## THE PROBLEM
Reproduce verbatim the portion of the text on rocket mass heaters starting at "From the Masonry" and ending at "warm last winter.".

## EXCERPT TO READ
Sasha Rabin Sasha Rabin

What is a Rocket Mass Heater?

A Rocket Mass Heater is a type of a masonry heater that has been designed specifically for the those who want to do it themselves, and often with many reused materials, making it more affordable and accessible.

What is a Rocket Mass Heater?

A Rocket Mass Heater is a type of a masonry heater that has been designed specifically for the those who want to do it themselves, and often with many reused materials, making it more affordable and accessible.

From the Masonry Heater Association of North America website, they define a Masonry Heater as:

“A masonry heater allows you to heat your home with wood in a unique way.

The main thing that distinguishes a masonry heater from other wood-fired heating appliances is the ability to store a large amount of heat. This means that you can rapidly and cleanly burn a large charge of wood without overheating your house. The heat is stored in the masonry thermal mass, and then slowly radiates into your house for the next 18 to 24 hours.”


This rocket mass heater was a huge upgrade to the wood stove in our yurt. The rocket mass heater is FAR more efficient. It burns much cleaner since it combusts both the wood AND the smoke, and uses far less fuel as it captures nearly all of the heat rather than allowing so much of it to exit through the chimney. It was a must for keeping our baby warm last winter.

As we tend to do, @nomadicbuilder and I made this project more complicated as we attempted to maximize both efficiency and number of cooking surfaces! I love cooking with the heat being generated, and I’ll share more about the cooking features we built in as well as the construction of this heater in another post.

## INPUT DATA
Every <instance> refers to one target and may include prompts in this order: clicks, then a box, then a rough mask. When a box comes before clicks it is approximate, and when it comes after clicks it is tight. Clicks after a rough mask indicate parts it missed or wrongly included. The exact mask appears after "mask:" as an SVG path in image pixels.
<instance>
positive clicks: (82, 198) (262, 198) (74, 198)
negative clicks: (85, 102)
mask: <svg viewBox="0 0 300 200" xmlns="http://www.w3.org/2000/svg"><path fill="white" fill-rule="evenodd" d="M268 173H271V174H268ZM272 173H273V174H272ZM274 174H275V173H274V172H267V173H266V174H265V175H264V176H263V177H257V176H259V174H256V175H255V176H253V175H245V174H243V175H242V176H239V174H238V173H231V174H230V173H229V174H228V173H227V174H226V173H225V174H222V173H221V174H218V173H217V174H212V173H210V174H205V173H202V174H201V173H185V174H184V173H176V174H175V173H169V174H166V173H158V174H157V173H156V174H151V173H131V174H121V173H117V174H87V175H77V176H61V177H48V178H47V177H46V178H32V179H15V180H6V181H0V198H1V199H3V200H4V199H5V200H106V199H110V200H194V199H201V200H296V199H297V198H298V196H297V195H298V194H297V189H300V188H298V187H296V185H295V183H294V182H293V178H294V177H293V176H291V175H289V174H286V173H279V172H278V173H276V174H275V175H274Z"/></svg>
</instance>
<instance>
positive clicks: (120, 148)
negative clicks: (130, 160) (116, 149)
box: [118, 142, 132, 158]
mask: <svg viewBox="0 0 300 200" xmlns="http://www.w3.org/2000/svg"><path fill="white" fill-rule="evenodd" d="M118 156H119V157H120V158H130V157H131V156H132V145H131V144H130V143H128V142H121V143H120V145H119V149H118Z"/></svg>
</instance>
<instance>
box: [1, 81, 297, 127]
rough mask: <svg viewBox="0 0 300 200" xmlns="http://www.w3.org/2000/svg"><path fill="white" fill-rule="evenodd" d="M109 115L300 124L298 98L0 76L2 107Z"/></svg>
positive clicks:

## WRITTEN ANSWER
From the Masonry Heater Association of North America website, they define a Masonry Heater as:

“A masonry heater allows you to heat your home with wood in a unique way.

The main thing that distinguishes a masonry heater from other wood-fired heating appliances is the ability to store a large amount of heat. This means that you can rapidly and cleanly burn a large charge of wood without overheating your house. The heat is stored in the masonry thermal mass, and then slowly radiates into your house for the next 18 to 24 hours.”


This rocket mass heater was a huge upgrade to the wood stove in our yurt. The rocket mass heater is FAR more efficient. It burns much cleaner since it combusts both the wood AND the smoke, and uses far less fuel as it captures nearly all of the heat rather than allowing so much of it to exit through the chimney. It was a must for keeping our baby warm last winter.